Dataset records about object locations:
** START **

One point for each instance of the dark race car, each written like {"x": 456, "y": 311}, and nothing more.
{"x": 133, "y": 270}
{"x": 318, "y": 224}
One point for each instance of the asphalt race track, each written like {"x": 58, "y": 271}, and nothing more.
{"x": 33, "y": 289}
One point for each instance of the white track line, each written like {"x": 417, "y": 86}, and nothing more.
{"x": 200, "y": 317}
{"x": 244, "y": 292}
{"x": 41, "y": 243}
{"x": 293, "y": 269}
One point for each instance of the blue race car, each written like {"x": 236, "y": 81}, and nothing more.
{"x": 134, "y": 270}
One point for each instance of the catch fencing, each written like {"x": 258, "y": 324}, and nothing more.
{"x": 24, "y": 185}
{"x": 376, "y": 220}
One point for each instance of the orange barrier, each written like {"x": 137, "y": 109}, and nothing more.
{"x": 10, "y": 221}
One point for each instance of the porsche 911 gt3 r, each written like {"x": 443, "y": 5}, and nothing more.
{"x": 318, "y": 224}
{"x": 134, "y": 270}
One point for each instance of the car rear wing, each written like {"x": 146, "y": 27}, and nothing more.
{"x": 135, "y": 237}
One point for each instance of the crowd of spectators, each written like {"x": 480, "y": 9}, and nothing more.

** END **

Transcribe the records above exactly, but only from the line that contains "One point for each instance of the catch" through their final line, inclusive.

One point for each instance of the catch fencing, each written like {"x": 258, "y": 324}, and nothing more.
{"x": 24, "y": 185}
{"x": 376, "y": 220}
One point for each instance of the orange barrier, each written like {"x": 137, "y": 109}, and nothing more.
{"x": 10, "y": 221}
One point for each instance of the porsche 911 gt3 r, each written like {"x": 443, "y": 5}, and nothing more.
{"x": 318, "y": 224}
{"x": 134, "y": 270}
One point for each instance of the car rear wing, each written like {"x": 146, "y": 27}, and nothing more.
{"x": 135, "y": 237}
One point for each instance of the crowd of spectators, each written like {"x": 480, "y": 9}, and nothing more.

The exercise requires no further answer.